Each line holding the string "positive" is to be copied from the data.

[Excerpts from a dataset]
= Beginning of Section =

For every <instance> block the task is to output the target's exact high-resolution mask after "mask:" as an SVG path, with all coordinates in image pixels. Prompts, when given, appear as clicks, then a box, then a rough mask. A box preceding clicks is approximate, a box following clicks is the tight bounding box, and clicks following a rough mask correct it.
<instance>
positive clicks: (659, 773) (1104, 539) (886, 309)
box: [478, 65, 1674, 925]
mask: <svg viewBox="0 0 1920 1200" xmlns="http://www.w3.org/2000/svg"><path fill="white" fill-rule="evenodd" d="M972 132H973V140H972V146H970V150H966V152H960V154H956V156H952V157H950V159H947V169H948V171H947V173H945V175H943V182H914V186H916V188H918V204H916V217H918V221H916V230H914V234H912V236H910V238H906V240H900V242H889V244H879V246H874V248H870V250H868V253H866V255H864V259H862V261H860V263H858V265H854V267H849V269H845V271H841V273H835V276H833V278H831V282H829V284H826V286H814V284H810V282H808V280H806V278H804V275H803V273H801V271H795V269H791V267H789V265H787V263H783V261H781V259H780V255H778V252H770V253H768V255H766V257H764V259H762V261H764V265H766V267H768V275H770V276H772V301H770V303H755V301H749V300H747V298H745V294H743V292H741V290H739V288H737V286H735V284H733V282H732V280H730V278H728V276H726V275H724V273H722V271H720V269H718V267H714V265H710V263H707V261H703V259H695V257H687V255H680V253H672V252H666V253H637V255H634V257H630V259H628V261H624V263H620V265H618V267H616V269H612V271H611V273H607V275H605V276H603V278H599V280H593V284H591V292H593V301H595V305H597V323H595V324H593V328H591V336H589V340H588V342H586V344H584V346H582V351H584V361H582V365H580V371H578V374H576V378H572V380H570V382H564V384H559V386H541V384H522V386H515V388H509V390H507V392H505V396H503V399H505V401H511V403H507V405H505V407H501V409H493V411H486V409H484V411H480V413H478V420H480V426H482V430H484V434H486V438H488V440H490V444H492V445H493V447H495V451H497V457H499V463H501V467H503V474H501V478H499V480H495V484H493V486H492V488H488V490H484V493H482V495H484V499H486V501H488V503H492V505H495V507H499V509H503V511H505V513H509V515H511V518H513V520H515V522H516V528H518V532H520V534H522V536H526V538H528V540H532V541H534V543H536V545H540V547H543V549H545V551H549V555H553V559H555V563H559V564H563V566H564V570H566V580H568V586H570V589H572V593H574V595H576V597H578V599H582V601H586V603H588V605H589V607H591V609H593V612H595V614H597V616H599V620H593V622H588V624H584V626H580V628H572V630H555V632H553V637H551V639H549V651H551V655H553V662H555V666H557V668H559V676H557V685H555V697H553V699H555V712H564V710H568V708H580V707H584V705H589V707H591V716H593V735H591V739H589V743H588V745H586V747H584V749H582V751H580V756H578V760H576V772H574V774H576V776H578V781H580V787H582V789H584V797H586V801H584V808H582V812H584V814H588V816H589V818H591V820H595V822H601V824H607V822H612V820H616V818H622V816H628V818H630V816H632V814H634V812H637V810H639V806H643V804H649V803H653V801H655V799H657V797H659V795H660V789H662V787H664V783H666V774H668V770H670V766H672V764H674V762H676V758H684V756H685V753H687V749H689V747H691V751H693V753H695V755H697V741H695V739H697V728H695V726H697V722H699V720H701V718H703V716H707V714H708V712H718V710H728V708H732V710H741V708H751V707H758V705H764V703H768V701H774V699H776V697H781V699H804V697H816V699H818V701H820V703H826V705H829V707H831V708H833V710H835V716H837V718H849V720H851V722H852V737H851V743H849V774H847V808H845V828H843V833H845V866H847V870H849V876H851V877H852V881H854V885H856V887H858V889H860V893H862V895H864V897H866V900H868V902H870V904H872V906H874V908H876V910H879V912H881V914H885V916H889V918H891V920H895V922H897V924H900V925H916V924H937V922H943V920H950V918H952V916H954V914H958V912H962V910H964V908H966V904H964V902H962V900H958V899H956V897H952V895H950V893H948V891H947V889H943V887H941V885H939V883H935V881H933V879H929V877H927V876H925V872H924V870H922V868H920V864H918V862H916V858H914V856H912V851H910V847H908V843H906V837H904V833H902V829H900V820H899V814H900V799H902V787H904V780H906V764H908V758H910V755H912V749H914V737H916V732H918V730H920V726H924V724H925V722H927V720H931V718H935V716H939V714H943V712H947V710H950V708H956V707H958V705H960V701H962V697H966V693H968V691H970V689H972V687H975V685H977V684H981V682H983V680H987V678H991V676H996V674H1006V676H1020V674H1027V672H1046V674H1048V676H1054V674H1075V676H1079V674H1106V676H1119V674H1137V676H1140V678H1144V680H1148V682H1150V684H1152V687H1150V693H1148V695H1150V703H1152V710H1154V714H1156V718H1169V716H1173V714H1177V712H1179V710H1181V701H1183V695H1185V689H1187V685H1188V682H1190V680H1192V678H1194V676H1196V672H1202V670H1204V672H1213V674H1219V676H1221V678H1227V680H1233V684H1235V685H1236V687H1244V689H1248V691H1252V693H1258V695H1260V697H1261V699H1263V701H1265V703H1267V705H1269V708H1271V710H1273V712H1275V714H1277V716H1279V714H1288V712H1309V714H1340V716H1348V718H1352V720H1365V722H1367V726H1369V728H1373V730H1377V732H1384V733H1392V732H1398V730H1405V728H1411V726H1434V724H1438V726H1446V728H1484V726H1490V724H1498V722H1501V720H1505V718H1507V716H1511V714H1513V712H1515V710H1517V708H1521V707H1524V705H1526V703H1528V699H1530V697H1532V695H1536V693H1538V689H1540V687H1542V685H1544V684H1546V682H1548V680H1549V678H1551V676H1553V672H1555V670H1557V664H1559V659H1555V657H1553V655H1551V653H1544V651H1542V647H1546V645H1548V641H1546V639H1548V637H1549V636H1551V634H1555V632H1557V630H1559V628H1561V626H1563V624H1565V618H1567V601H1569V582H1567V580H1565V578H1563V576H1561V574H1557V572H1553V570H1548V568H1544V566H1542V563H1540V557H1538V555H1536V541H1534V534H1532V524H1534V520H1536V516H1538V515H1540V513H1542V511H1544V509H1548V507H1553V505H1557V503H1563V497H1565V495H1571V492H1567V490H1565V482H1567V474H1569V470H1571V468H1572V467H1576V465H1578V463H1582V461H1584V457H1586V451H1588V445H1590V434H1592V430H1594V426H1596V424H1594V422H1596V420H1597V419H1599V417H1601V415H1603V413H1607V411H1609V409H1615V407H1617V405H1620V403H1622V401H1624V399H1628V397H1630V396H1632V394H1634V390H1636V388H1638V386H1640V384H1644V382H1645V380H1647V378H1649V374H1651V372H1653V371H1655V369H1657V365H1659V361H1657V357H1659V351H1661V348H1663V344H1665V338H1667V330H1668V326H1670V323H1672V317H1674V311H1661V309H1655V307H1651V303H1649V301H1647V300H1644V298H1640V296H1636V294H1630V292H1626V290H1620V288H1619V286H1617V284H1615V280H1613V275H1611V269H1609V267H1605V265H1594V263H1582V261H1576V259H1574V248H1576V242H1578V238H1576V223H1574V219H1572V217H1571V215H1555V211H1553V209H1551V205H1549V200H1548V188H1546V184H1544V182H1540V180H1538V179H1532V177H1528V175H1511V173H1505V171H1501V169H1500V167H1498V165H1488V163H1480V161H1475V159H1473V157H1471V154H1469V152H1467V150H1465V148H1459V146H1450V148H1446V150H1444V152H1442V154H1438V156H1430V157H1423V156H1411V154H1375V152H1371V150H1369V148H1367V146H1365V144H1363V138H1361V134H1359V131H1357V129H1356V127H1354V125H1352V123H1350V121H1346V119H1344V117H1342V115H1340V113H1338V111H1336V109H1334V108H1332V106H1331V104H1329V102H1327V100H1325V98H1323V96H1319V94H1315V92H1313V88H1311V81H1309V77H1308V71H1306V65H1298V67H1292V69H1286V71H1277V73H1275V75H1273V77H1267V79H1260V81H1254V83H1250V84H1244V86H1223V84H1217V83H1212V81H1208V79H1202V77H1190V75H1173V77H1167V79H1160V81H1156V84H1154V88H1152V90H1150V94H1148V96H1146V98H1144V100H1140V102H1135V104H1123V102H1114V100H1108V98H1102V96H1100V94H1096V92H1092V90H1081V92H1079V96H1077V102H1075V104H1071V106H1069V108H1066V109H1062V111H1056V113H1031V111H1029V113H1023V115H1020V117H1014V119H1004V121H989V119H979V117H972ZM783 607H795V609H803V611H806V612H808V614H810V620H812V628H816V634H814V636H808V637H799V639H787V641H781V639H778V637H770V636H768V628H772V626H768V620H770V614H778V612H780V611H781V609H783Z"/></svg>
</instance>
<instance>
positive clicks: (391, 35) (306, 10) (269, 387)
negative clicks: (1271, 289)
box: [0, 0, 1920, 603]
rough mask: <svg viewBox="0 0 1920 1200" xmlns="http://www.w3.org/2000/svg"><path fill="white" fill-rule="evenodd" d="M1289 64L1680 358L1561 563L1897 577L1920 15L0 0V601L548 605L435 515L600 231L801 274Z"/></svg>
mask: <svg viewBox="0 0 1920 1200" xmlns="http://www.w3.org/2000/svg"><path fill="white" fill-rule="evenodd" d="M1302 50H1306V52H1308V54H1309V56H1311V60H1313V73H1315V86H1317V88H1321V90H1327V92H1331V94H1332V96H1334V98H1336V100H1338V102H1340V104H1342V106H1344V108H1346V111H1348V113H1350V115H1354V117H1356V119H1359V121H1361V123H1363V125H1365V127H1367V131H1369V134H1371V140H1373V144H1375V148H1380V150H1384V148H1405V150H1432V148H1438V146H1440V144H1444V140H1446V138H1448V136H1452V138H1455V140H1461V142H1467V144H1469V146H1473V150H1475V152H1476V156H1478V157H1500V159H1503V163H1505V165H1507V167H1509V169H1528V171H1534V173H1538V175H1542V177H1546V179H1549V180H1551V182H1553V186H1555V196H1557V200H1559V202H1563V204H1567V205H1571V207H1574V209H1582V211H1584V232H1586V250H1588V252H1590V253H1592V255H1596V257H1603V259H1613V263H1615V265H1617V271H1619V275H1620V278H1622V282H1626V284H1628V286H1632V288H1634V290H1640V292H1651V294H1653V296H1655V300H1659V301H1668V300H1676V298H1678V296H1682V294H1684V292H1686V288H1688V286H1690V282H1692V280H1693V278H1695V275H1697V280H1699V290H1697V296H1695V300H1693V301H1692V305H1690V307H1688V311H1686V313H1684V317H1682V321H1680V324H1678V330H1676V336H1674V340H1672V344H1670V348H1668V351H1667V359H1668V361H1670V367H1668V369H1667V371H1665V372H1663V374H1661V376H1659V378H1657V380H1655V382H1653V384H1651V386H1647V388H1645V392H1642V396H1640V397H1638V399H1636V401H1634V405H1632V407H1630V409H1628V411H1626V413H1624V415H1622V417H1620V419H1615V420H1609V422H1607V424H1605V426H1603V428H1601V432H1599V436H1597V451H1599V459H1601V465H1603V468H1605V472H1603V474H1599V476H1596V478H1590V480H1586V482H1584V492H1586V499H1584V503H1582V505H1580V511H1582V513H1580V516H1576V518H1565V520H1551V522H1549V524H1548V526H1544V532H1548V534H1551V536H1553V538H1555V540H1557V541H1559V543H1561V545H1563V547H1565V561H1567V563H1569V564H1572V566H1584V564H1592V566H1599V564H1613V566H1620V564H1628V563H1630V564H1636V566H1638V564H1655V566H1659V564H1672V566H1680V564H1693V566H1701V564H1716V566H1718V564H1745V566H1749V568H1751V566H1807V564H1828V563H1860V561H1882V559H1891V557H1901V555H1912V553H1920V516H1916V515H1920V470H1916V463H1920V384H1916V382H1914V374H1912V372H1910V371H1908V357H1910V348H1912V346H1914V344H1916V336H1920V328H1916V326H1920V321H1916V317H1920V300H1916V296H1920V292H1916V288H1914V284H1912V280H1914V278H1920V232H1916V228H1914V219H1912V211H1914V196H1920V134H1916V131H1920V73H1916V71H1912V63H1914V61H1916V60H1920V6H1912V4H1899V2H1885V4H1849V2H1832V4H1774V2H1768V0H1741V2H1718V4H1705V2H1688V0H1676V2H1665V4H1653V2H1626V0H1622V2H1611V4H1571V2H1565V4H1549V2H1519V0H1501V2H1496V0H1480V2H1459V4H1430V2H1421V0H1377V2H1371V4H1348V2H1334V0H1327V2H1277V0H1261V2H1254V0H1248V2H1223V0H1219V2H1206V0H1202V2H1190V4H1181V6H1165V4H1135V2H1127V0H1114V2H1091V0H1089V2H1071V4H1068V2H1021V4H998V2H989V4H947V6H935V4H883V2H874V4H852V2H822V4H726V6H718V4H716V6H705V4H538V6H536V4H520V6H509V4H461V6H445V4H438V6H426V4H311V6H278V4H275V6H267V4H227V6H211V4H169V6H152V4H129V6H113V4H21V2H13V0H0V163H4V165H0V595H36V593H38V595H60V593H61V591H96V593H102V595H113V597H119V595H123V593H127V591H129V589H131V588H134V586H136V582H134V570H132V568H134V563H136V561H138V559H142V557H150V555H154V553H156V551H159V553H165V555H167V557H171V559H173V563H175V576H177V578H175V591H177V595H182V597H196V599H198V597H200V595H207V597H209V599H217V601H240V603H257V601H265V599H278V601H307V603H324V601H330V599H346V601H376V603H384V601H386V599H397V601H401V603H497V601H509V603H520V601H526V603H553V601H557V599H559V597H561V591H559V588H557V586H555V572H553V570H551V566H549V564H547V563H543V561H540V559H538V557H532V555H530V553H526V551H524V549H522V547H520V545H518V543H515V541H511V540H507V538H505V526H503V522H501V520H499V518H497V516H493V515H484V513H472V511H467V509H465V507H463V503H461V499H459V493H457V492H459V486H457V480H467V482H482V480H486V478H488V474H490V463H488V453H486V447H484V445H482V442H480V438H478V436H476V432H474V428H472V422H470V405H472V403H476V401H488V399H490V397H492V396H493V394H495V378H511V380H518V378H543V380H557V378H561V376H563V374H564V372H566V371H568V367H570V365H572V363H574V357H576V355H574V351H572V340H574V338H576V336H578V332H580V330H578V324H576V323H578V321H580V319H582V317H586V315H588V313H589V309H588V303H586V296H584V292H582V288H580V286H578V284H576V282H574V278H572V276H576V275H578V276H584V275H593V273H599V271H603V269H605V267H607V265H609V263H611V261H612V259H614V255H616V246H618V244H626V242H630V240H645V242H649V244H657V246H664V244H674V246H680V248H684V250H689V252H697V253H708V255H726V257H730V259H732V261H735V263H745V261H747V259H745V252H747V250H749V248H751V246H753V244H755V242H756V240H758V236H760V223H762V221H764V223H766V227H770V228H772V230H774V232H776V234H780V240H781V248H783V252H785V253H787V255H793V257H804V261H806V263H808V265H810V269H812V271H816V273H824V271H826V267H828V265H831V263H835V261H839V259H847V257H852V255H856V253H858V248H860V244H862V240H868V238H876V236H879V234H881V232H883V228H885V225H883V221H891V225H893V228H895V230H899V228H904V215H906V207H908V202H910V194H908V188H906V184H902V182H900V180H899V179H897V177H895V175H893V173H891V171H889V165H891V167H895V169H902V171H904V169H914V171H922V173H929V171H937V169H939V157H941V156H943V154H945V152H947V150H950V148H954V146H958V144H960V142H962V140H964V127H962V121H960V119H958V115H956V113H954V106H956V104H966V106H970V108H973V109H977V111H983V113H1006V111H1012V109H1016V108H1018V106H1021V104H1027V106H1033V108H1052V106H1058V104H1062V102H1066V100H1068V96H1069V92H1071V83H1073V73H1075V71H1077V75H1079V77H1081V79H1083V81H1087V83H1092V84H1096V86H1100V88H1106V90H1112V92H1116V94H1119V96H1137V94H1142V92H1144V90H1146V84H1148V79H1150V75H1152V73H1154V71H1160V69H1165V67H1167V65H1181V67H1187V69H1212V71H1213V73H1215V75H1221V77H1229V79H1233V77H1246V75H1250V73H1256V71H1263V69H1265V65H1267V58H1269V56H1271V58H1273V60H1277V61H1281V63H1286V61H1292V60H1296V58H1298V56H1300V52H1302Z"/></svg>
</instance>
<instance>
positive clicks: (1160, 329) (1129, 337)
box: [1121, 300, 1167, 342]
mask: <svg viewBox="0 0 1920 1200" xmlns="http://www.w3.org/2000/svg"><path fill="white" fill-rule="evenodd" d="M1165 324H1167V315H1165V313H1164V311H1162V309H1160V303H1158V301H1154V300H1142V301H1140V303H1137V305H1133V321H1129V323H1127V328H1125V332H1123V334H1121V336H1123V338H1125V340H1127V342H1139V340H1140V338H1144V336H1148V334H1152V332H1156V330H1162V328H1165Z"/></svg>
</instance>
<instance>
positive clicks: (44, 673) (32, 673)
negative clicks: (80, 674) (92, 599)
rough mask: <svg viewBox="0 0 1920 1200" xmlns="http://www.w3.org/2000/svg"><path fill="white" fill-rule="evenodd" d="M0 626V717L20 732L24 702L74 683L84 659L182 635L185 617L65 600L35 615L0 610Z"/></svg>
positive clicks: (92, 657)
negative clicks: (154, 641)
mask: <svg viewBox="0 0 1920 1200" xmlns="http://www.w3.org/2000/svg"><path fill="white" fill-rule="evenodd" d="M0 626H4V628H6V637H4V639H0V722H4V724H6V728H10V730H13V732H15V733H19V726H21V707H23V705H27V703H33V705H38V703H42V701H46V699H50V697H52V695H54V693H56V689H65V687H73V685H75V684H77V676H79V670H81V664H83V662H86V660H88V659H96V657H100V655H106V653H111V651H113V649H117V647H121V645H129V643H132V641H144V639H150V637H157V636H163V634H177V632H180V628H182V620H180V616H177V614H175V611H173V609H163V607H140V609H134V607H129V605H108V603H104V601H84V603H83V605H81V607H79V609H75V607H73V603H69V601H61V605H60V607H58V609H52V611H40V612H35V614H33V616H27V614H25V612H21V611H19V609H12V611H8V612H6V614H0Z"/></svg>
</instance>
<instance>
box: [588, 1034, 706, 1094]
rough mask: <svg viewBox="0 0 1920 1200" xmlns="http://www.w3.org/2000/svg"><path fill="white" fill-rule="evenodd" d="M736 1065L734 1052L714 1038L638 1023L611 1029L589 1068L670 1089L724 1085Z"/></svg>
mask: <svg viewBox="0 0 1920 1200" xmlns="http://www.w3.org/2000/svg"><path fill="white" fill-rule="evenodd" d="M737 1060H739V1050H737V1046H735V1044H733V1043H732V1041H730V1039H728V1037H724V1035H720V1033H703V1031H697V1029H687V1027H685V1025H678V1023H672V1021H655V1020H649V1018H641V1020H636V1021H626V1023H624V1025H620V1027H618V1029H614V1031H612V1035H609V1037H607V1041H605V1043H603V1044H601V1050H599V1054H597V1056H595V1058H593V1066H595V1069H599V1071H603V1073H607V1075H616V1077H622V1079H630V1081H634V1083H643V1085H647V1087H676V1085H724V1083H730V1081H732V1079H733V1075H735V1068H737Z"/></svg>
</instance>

= End of Section =

● Response box
positive clicks: (659, 773) (1104, 539) (886, 309)
positive clicks: (391, 35) (306, 10) (269, 387)
positive clicks: (1160, 329) (1129, 337)
positive clicks: (44, 673) (32, 673)
positive clicks: (92, 657)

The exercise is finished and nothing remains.